▶ Text passage:

━━━━

A new name for the Engelhard Library of Public Affairs is on the list. So is the option to take drama courses for credit and go to a foreign country to study, not to mention a Writing Center. Free toilet paper, too, unless of course you've already got it. And, of course, the option to eat only 14 meals a week on board.
Those, at least, are the results of a Student Assembly referendum, the first wide-ranging survey of student opinions conducted in recent years and the body's first major project. More than 3780 undergraduates--almost 60 per cent of the student body--took part in the survey.
Of that group, 52 per cent said the University should "take whatever steps necessary" to change the name of the Kennedy School library, which is named after the late Charles W. Engelhard, an American businessman who built his fortune through mining interests in South Africa.
The chances of changing the Engelhard Library's name are slim at the very best, most administrators agree. But Richard C. Marius, director of the Expository Writing program, says he will do all he can to revive the undergraduate Writing Center, whose operations were suspended this fall for lack of cash. Marius this week promised that Expos teachers will each contribute one free hour a week to help students with their prose next fall.

━━━━

▶ Tasks to carry out:
1. According to the passage on the Student Assembly referendum, how many undergraduates took part in the survey?
2. Carry the passage on the Student Assembly referendum forward from its final sentence.

(Point placement records)
━━━━

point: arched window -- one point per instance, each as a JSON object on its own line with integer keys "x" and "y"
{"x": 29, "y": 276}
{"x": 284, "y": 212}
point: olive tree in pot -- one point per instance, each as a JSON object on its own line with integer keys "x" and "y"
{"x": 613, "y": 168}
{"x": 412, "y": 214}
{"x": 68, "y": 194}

━━━━

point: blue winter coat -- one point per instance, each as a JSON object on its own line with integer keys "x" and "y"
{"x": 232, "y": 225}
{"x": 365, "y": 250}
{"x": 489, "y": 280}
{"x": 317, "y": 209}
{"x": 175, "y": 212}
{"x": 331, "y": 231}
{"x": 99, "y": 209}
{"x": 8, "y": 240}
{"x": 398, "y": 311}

━━━━

▶ Results in order:
1. More than 3780 undergraduates, almost 60 per cent of the student body.

2.
On the theater front, Dean Rosovsky said the chance to take drama courses for credit already exists, under a set of guidelines the Faculty Council passed last year to establish criteria for such courses.
On a more mundane level, River House residents--who currently pay for toilet paper--not surprisingly said they want it free. And Quad residents, who don't pay for toilet paper, say they won't pay so everyone else can have it free. So much for Adam Smith's "invisible hand."
A whopping 61 per cent of students reserved judgment on the Student Assembly's performance thus far. James A. Deutsch '80, vice president of the assembly, called the students' choice rational. To some extent.